-- START --
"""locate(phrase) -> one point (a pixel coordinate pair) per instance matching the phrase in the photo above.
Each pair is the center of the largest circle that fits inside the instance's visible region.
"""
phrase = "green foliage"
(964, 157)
-- END --
-- START --
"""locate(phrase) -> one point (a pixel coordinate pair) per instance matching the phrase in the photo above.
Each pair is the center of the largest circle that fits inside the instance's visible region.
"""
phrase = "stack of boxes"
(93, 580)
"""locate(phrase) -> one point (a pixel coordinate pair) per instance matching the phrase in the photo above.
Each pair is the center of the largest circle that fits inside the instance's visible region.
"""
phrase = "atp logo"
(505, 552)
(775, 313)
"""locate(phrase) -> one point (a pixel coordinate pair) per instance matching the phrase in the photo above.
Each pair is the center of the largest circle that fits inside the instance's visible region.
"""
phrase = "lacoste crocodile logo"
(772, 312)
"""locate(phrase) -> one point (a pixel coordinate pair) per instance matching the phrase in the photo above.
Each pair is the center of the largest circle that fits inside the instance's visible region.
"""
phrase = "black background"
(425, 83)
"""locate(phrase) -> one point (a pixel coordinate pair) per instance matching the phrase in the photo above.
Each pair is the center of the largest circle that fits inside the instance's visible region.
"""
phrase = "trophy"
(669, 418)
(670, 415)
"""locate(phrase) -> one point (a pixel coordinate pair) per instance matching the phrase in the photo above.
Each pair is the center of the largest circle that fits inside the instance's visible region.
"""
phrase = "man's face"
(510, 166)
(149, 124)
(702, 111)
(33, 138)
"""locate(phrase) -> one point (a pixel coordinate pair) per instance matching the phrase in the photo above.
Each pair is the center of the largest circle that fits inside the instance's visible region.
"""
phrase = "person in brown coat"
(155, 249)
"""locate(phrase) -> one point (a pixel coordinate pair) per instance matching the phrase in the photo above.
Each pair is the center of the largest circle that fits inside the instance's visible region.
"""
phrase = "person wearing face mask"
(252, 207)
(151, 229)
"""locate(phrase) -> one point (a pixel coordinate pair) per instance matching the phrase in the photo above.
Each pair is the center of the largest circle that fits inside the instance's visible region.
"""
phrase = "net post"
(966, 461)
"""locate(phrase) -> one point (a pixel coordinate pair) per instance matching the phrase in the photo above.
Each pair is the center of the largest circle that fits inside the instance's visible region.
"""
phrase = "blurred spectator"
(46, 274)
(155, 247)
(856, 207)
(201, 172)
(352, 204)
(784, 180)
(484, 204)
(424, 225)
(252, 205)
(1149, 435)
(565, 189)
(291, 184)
-- END --
-- START --
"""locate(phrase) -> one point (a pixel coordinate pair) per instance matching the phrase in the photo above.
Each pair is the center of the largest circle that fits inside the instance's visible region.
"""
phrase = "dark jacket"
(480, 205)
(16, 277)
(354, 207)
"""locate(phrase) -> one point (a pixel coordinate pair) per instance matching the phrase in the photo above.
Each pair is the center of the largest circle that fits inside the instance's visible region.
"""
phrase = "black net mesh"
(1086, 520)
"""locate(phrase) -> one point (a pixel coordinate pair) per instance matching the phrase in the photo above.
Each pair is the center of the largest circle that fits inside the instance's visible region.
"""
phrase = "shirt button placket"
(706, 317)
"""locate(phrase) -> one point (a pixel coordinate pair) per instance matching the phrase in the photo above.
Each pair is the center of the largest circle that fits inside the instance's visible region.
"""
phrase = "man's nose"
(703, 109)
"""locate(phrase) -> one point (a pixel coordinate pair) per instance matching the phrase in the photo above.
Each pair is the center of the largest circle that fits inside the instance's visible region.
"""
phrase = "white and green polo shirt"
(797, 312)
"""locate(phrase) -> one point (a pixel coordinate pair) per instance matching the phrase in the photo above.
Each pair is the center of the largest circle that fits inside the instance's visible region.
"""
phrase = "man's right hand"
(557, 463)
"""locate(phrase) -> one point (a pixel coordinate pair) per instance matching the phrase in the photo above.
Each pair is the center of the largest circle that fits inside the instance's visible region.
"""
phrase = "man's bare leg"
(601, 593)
-- END --
Gather each line in the rows above that contains the string "shirt" and copy it out whole. Case counts.

• **Task output**:
phrase = "shirt button placket"
phrase = "white and green polo shirt"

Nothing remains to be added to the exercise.